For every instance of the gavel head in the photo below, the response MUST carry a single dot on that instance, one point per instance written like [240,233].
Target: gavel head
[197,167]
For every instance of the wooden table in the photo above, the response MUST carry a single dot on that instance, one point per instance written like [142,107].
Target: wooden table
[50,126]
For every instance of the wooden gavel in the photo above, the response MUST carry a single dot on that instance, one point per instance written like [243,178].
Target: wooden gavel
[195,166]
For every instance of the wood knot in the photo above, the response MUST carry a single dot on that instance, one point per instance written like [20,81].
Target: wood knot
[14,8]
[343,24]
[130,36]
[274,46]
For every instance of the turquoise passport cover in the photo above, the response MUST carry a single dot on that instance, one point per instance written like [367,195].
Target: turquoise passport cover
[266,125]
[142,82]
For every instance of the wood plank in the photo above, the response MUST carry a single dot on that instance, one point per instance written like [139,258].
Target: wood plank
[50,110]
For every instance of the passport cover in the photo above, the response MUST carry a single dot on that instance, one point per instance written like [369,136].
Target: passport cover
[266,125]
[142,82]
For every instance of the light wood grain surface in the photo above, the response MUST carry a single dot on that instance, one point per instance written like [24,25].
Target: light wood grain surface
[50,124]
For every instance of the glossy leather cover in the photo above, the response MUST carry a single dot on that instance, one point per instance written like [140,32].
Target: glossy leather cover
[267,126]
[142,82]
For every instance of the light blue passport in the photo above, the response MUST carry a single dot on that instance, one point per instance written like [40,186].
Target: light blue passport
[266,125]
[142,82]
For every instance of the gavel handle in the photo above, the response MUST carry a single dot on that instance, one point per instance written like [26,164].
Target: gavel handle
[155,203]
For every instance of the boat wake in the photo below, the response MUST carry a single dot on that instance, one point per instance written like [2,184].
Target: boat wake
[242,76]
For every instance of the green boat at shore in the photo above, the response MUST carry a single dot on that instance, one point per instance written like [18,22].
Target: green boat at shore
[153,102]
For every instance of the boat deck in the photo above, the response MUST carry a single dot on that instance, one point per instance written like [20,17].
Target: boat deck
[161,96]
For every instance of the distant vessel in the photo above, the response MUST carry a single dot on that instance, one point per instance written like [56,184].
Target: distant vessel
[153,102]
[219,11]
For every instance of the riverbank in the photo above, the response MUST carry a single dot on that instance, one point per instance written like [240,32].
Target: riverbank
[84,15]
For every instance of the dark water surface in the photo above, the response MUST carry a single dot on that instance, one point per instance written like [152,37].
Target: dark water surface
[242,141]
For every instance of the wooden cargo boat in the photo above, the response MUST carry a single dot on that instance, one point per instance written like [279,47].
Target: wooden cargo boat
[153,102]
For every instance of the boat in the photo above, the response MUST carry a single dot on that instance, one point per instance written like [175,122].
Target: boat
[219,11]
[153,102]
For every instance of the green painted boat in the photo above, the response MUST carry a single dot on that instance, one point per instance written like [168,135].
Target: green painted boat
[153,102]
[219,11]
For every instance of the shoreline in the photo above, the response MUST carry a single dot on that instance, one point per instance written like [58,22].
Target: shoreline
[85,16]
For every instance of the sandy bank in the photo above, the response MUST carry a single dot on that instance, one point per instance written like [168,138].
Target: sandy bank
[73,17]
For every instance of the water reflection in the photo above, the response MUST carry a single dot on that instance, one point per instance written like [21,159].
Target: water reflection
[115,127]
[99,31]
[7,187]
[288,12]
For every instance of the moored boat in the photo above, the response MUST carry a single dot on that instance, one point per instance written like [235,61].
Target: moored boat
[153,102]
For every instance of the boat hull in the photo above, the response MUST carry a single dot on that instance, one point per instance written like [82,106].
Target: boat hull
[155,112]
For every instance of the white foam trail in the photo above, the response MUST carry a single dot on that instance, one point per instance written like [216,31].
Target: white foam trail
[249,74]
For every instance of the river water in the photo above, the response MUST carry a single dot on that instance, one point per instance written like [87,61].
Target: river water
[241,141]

----

EXERCISE DIRECTIONS:
Extract all of the data shown above and repeat it verbatim.

SOLVED EXERCISE:
For every instance of the gavel head in the photo below, the response MUST carry a single dot on that instance, one point per instance written like [240,233].
Target: gavel head
[197,167]
For every instance of the wooden table in the photo above, the response MUST carry a single dot on that instance, one point per instance written like [142,107].
Target: wooden table
[50,126]
For every instance of the wooden gavel in the photo above, the response MUST carry a single dot on that instance, one point per instance written like [243,178].
Target: wooden gavel
[195,166]
For every instance of the wood knot in the photo above, the response MUST carry a single dot on that instance, one point per instance written like [20,81].
Target: wood knot
[14,8]
[343,24]
[130,36]
[274,46]
For every instance of the turquoise passport cover in the photo above, the response MUST carry a single dot on that instance, one point per instance written like [367,195].
Target: turquoise passport cover
[266,125]
[142,82]
For every instance of the wood plank in the photo above, the response MUST carry a single dot on that instance, one point per instance written like [139,258].
Target: wood plank
[50,110]
For every instance of the passport cover in the photo above, the response MUST carry a single dot on that instance, one point per instance written like [369,136].
Target: passport cover
[266,125]
[142,82]
For every instance of the light wood grain surface in the photo above, the response MUST carry a single dot on that instance, one point per instance written like [24,25].
Target: light wood grain surface
[50,124]
For every instance of the glossy leather cover in the photo above, the response MUST carry a single dot on that instance, one point per instance written like [140,32].
Target: glossy leather cover
[267,126]
[142,82]
For every instance of the light blue passport in the photo above, the response MUST carry a single dot on that instance, one point per instance written like [40,186].
Target: light blue passport
[266,125]
[142,82]
For every instance of the gavel handle in the photo above, the response MUST carry a single dot on that instance, one point per instance written like [26,164].
Target: gavel handle
[155,203]
For every instance of the boat wake in the photo below, the response MUST carry a single dot on that instance, one point per instance written like [2,184].
Target: boat wake
[242,76]
For every instance of the green boat at shore in the photo above, the response MUST carry a single dot on that instance, one point per instance written like [18,22].
Target: green boat at shore
[153,102]
For every instance of the boat deck in the photo above, the response MUST carry a single dot on that instance, one point per instance written like [20,17].
Target: boat deck
[161,96]
For every instance of the distant vessel in the photo above, the response MUST carry a single dot on that instance, one point per instance written like [56,184].
Target: distant vessel
[153,102]
[219,11]
For every instance of the riverbank in the photo above, the response MUST carry a single dot on that instance, one point per instance written like [240,32].
Target: riverbank
[84,15]
For every instance of the dark water surface in the photo above, the response MUST carry a single dot on that instance, one point per instance written like [152,37].
Target: dark water surface
[242,141]
For every instance of the wooden cargo boat in the photo above, the response MUST carry a single dot on that instance, one point per instance written like [279,47].
Target: wooden cargo boat
[153,102]
For every instance of the boat in the photo above, the response MUST carry a single dot on that instance, one point per instance written like [175,122].
Target: boat
[219,11]
[153,102]
For every instance of the green painted boat in the photo above, the response MUST carry a single dot on that instance, one point per instance written like [168,135].
Target: green painted boat
[153,102]
[219,11]
For every instance of the shoreline in the photo above, the response MUST carry a single dot on that instance, one point per instance written like [58,22].
Target: shoreline
[85,16]
For every instance of the sandy bank in the photo above, the response MUST carry a single dot on that instance, one point per instance written like [168,138].
Target: sandy bank
[73,17]
For every instance of the water reflection in the photo above, the response MUST carry a single dot on that instance, one point per instance written like [21,159].
Target: water reflection
[115,127]
[99,31]
[7,187]
[288,12]
For every instance of the moored boat in the photo above, the response MUST carry a single dot on that instance, one point per instance written like [235,61].
Target: moored boat
[153,102]
For every instance of the boat hull in the photo above, the response MUST carry a single dot on that instance, one point per instance written like [82,106].
Target: boat hull
[155,112]
For every instance of the white foam trail in the photo above, the response MUST carry a single dot on that instance, one point per instance written like [216,31].
Target: white foam trail
[249,74]
For every instance of the river water in the photo above, the response MUST carry a single dot on that instance, one point per instance written like [87,61].
Target: river water
[241,141]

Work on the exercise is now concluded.